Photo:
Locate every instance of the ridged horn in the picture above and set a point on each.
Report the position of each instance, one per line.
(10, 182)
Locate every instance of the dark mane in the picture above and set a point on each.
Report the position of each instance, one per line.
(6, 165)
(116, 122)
····················
__Problem details__: Each line in the data where the string "above" occurs should be identified and copied.

__Solution to the exercise__:
Locate every instance of the ridged horn in the picture above and set a point on each.
Locate every instance of the dark mane in the picture above and set a point on each.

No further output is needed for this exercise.